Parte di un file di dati
· · ·
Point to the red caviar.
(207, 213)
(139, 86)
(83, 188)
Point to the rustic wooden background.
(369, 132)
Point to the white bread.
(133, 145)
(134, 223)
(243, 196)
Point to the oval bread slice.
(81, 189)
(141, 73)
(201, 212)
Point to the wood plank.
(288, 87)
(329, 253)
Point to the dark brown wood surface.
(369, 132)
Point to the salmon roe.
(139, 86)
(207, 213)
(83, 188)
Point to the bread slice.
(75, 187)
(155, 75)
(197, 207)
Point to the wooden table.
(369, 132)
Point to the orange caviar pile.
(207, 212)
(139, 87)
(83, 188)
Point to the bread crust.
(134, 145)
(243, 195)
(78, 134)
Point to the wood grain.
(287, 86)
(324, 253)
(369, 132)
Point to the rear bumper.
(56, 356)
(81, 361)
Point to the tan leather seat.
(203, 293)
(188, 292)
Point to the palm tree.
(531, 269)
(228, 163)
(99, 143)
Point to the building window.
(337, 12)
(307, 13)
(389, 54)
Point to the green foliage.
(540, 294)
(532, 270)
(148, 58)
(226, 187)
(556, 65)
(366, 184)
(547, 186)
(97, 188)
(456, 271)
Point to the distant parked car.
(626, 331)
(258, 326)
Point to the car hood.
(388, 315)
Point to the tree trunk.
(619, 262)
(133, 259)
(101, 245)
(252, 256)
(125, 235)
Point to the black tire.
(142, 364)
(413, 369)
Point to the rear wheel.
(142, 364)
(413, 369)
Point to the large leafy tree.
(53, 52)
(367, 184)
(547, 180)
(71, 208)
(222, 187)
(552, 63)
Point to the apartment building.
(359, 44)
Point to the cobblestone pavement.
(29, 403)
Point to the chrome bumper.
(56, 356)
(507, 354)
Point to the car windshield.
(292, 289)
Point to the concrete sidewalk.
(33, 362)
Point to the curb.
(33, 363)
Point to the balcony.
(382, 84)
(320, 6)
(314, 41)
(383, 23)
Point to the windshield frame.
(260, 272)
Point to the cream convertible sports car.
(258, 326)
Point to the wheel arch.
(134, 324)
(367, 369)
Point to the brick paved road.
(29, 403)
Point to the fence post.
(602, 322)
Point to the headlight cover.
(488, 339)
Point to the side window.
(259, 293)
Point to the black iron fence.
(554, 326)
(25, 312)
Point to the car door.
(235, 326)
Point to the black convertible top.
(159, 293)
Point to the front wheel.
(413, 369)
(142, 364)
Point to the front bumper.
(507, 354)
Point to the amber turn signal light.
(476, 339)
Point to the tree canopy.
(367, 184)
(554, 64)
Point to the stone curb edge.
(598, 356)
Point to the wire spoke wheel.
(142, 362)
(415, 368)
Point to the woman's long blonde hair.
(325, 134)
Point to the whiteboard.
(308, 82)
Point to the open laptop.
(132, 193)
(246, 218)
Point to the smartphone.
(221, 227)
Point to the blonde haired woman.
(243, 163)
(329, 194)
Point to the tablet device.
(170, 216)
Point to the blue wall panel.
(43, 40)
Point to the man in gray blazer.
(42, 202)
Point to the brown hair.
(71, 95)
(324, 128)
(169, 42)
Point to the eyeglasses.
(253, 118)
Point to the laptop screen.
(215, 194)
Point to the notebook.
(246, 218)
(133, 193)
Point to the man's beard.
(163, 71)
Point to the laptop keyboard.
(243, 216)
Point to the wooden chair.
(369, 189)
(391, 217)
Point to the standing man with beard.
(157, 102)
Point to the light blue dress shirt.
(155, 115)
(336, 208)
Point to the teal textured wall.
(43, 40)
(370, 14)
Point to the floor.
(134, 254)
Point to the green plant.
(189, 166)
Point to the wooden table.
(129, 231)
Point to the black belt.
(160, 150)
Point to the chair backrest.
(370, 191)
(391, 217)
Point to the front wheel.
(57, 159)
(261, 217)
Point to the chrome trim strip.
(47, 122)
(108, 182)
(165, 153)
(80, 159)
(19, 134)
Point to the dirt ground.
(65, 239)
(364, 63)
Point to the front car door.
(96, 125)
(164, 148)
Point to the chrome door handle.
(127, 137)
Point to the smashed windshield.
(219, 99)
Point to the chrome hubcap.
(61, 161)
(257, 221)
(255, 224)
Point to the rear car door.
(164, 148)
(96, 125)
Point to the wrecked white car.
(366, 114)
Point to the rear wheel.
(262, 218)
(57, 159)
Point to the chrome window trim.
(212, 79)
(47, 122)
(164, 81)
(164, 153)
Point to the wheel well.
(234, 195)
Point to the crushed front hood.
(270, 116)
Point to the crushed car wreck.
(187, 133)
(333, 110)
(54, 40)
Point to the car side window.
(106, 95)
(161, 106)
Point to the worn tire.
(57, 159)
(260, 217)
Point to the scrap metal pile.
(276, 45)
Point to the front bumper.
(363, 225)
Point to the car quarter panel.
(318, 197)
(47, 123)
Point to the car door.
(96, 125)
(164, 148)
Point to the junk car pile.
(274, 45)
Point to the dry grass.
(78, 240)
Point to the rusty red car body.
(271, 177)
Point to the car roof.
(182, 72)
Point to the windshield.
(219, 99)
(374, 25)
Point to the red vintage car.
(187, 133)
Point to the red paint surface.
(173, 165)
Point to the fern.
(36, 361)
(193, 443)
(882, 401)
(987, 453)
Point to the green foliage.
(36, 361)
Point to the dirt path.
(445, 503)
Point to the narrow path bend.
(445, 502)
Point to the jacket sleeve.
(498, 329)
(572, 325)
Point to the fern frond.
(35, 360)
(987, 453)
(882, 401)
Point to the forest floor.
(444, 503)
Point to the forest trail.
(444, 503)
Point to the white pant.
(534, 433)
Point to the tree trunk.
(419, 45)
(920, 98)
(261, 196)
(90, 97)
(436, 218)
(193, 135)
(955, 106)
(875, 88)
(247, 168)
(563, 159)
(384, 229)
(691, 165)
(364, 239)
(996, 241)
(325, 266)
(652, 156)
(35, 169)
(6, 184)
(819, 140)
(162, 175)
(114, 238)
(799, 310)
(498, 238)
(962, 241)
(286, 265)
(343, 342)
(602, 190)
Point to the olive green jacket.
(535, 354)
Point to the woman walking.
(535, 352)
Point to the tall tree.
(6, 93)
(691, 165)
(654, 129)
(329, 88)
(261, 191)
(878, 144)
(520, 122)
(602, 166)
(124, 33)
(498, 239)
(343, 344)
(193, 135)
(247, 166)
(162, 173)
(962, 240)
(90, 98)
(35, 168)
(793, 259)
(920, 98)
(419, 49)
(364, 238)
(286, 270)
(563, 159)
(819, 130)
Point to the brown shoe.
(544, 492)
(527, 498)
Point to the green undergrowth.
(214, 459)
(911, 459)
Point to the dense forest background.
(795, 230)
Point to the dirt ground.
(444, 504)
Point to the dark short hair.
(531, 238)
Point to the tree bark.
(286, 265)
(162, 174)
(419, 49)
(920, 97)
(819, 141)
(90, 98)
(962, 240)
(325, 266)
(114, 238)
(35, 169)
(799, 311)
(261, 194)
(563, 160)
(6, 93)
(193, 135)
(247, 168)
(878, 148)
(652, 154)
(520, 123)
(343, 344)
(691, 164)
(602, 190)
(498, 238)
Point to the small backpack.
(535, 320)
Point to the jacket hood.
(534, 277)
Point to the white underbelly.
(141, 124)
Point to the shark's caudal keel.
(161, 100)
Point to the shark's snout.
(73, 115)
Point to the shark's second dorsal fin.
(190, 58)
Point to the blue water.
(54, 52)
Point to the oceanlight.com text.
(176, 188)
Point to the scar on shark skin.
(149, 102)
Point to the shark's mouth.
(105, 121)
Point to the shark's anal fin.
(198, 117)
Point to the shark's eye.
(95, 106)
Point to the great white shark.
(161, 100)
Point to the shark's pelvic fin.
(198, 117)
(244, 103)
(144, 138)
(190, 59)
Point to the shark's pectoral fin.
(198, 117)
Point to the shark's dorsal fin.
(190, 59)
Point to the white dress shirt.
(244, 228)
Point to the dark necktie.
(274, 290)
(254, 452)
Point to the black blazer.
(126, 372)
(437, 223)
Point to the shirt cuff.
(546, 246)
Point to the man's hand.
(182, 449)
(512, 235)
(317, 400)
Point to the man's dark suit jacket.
· · ·
Sostituisci "man's" con "person's" nelle righe che partono da quella con "Point to the shirt cuff." e arrivano fino all'ultima, poi riscrivile lasciando invariato tutto il resto.

Point to the shirt cuff.
(546, 246)
Point to the person's hand.
(182, 449)
(512, 235)
(317, 400)
Point to the person's dark suit jacket.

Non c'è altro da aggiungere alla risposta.